Extract each line of the rows below that contains the string "plateau", treating uppercase and lowercase letters as distinct.
____ Extracted records
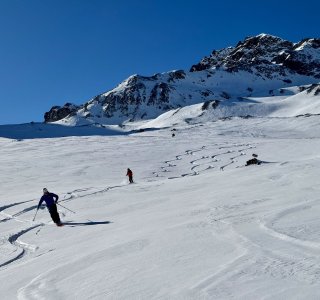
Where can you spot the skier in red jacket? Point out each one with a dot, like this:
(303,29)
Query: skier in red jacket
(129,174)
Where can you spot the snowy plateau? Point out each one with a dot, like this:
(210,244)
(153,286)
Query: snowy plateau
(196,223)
________
____ Extracted records
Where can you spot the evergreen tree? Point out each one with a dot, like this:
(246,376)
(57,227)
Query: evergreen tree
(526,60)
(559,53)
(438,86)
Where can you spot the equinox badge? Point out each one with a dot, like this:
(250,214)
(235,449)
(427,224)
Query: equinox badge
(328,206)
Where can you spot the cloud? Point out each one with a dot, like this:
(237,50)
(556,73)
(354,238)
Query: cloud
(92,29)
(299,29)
________
____ Extracted records
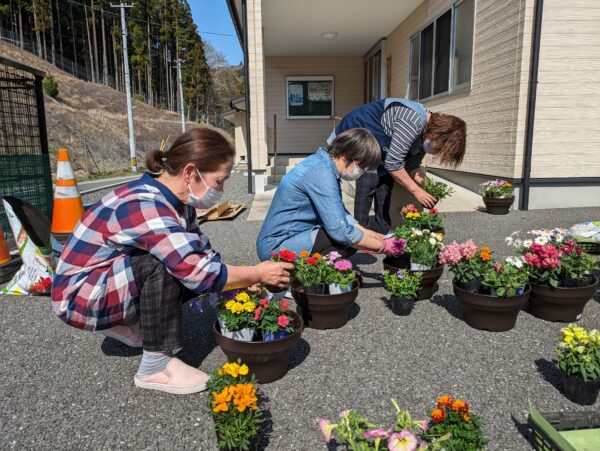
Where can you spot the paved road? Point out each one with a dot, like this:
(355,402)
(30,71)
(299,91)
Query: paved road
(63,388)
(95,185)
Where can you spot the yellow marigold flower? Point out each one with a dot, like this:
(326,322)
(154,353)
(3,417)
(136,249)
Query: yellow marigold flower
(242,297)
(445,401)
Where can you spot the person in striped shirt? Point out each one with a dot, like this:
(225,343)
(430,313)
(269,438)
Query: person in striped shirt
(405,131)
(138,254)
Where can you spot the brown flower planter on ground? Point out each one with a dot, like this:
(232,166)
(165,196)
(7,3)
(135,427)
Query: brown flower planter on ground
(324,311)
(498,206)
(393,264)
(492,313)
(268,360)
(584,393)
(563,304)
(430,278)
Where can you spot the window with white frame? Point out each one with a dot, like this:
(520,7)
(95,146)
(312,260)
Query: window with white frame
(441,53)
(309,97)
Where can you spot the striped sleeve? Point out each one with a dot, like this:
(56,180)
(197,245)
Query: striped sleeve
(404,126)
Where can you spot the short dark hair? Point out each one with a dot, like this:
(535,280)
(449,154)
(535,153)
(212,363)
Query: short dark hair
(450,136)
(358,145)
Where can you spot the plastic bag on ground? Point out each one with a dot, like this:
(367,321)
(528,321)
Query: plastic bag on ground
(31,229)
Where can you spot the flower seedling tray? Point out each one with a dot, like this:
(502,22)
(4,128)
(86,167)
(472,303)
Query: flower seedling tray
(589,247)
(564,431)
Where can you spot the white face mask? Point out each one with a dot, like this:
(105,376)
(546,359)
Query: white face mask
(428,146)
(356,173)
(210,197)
________
Written solution:
Where can you spot the snowy plateau? Point out each one with a dot, like this:
Query: snowy plateau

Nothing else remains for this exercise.